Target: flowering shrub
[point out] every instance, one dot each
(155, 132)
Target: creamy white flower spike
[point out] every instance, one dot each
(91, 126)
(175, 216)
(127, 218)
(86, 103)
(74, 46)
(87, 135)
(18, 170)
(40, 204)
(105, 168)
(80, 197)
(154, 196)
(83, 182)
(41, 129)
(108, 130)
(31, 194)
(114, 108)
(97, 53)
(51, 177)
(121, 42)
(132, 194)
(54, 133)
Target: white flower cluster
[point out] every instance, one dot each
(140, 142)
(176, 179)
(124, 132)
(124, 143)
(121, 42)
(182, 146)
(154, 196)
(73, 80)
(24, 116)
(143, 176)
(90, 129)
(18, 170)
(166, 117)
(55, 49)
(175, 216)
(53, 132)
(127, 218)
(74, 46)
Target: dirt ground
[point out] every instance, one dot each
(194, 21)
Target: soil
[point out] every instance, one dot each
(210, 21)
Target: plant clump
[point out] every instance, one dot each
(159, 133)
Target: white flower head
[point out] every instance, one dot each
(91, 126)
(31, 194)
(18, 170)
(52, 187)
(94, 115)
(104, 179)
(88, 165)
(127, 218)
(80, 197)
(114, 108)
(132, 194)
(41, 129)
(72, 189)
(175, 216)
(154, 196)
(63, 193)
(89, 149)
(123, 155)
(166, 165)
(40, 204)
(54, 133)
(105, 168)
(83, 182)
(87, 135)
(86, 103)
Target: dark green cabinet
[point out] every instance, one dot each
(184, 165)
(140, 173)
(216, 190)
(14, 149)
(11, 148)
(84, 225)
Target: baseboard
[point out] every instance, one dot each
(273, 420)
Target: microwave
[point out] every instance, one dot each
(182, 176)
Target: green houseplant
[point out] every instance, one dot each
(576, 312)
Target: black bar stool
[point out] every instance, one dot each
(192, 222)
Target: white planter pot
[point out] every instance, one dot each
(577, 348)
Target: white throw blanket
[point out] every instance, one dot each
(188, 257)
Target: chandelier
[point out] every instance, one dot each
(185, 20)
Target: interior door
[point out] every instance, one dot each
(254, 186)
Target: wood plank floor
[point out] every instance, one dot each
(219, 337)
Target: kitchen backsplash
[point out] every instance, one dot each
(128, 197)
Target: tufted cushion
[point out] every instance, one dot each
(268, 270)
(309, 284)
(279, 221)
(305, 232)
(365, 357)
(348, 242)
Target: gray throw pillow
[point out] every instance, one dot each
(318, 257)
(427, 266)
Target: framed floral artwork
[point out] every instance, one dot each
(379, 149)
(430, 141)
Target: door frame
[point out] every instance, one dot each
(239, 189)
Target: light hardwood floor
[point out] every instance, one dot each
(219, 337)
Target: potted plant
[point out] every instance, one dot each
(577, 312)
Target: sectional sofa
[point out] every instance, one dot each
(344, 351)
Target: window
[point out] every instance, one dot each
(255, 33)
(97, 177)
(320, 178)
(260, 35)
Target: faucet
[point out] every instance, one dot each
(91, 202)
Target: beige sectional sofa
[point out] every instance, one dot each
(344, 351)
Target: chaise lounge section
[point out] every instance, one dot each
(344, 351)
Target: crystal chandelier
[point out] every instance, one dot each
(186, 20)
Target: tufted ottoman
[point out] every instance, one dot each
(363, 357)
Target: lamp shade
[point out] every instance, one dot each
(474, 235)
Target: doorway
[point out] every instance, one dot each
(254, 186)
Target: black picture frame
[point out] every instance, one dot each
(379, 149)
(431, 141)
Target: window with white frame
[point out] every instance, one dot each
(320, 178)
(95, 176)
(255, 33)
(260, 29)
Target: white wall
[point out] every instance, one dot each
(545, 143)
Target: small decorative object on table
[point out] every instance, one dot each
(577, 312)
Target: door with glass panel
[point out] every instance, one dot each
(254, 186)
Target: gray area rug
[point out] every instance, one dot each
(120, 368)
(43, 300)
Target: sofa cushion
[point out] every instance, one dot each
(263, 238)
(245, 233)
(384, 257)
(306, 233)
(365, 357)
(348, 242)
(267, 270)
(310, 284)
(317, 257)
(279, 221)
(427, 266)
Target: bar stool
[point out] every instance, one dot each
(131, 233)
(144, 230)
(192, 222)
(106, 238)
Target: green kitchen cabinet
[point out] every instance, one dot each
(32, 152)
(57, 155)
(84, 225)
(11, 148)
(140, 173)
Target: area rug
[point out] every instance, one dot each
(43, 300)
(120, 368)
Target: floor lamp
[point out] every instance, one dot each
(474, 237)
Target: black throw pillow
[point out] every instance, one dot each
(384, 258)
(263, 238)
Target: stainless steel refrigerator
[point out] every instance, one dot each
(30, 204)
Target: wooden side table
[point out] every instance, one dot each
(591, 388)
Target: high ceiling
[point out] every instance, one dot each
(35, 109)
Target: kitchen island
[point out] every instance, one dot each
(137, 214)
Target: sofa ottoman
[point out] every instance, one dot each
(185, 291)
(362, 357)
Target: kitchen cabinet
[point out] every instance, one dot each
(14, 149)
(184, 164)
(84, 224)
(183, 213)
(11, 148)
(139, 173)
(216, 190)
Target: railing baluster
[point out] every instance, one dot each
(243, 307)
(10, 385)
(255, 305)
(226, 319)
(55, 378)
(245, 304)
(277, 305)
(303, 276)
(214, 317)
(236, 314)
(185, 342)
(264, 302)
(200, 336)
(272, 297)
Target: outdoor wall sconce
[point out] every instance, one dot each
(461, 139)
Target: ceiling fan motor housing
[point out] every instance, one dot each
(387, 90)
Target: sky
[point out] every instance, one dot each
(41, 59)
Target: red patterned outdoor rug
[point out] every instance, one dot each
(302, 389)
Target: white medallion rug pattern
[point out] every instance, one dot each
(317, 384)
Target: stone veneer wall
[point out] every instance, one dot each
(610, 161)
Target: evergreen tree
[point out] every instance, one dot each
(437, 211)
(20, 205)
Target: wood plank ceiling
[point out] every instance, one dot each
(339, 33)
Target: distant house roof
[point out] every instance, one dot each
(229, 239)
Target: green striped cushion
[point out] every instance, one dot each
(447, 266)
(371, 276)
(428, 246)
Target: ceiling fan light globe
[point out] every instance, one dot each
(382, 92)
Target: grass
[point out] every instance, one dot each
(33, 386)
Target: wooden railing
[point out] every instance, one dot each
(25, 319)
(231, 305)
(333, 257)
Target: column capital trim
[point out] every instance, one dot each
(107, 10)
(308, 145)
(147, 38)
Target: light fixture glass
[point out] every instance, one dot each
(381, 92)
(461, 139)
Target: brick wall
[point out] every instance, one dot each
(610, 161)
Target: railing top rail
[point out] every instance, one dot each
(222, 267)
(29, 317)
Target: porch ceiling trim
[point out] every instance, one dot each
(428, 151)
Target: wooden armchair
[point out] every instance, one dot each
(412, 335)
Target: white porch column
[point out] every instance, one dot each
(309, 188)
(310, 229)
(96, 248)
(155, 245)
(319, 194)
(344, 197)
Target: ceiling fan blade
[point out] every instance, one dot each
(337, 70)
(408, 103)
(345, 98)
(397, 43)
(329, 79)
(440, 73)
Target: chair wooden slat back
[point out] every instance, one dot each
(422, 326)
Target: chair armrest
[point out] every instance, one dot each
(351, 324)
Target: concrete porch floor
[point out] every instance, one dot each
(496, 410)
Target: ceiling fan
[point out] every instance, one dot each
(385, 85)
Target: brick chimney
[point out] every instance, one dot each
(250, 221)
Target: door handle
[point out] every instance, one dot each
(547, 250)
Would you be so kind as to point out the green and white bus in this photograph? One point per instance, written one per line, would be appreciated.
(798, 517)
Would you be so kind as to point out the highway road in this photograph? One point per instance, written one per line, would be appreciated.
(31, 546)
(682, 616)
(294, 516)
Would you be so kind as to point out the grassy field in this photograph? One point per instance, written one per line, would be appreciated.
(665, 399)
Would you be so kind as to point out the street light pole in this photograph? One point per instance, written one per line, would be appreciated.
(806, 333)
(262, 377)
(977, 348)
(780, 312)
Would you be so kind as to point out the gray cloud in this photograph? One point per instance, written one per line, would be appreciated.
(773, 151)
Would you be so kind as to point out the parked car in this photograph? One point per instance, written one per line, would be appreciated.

SET EXERCISE: From the line holding "Target: ceiling fan blade" through the last line above, reproduce each line exactly and add nothing.

IN RESPONSE:
Target: ceiling fan blade
[point out] every instance, one dot each
(337, 70)
(408, 103)
(345, 98)
(397, 43)
(329, 79)
(440, 73)
Target: chair wooden slat back
[point out] every instance, one dot each
(422, 326)
Target: chair armrest
[point out] every instance, one dot each
(351, 324)
Target: concrete porch floor
[point out] every instance, one dot each
(496, 410)
Target: ceiling fan
[point out] every instance, one dot each
(385, 85)
Target: brick chimney
[point out] every instance, one dot each
(250, 221)
Target: door handle
[point out] every instance, one dot each
(547, 250)
Would you be so kind as to point out the green and white bus in this photograph? One point per instance, written one per line, would be appreciated.
(798, 517)
Would you be so kind as to point out the highway road in this photograph? One point per instance, written one per line, would be appreciated.
(31, 546)
(682, 616)
(294, 516)
Would you be so kind as to point out the grassy field in this photograph? One point per instance, written one per line, would be appreciated.
(665, 399)
Would you be so kind as to point out the street light pole in this photograph? One point per instance, written one per line, would be appreciated.
(806, 333)
(262, 377)
(977, 348)
(780, 312)
Would you be so kind as to point out the gray cloud in this photograph? One point per instance, written one per line, would be appreciated.
(773, 151)
Would you be so kind as to point out the parked car in this photograph? One point per instance, written one per line, would be appreciated.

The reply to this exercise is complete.